LGBT eylemcilerinin karşı eylemcilere yönelik saldırılarının hatırlatıldığı açıklamada, gökkuşağı rengi bayrakların baskı, pedofili, şiddet ve tecavüzü temsil ettiği paylaşıldı. Ülkedeki LGBT propagandasına yönelik tepkiler bununla da sınırlı değil. İktidarda olan PiS (Hukuk ve Adalet Partisi), siyasetinde LGBT ideolojisinin Polon kültür ve geleneklerine saldırı olduğunu ifade ediyor.

Polonya Cumhurbaşkanı Adrzej Duda da 2020’de yaptığı bir açıklamasında “bizi insan olduklarına yönelik ikna etmeye çalışıyorlar. Hâlbuki bu sadece bir ideoloji” açıklaması yapmıştı.

Macaristan'da eşcinsellik karşıtı yasa tasarısı

Macaristan’da bir süredir gündemde olan ve tartışma yaratan "okullarda eşcinsellik bilgisi verilmesini" yasaklayan tasarı onaylanmıştı.

• • • •

Yapılacak iş.
Metin parçasını "LGBT eylemcilerinin karşı" ifadesinden "olduğunu ifade ediyor." ifadesine kadar, bu ifade de dahil olmak üzere, "açıklamada" yerine "bildiride" yazarak güncelleyin. Satırlar, metin parçasından bağımsız, ayrı bir malzemedir.

Nesne işaretlemeye dair veri kümesi alıntıları.
• • • •

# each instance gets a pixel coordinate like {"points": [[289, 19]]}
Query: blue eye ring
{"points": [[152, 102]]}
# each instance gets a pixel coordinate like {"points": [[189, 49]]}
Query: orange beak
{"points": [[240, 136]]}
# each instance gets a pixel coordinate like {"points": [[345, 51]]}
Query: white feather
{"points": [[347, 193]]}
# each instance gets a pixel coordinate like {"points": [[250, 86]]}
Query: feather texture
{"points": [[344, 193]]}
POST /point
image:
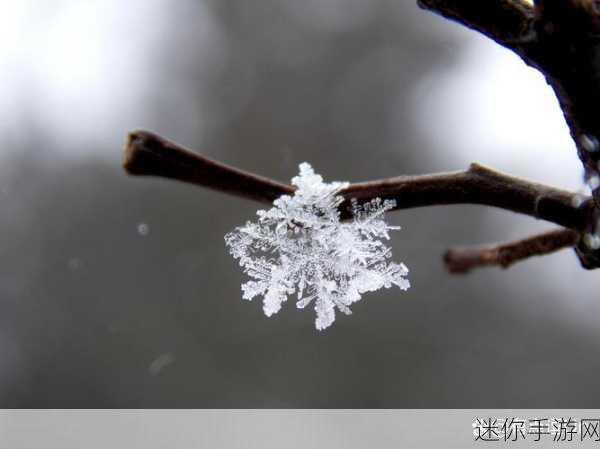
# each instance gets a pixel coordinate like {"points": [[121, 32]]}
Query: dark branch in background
{"points": [[463, 260], [152, 155], [560, 38]]}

• • • •

Tam çıktı.
LGBT eylemcilerinin karşı eylemcilere yönelik saldırılarının hatırlatıldığı bildiride, gökkuşağı rengi bayrakların baskı, pedofili, şiddet ve tecavüzü temsil ettiği paylaşıldı. Ülkedeki LGBT propagandasına yönelik tepkiler bununla da sınırlı değil. İktidarda olan PiS (Hukuk ve Adalet Partisi), siyasetinde LGBT ideolojisinin Polon kültür ve geleneklerine saldırı olduğunu ifade ediyor.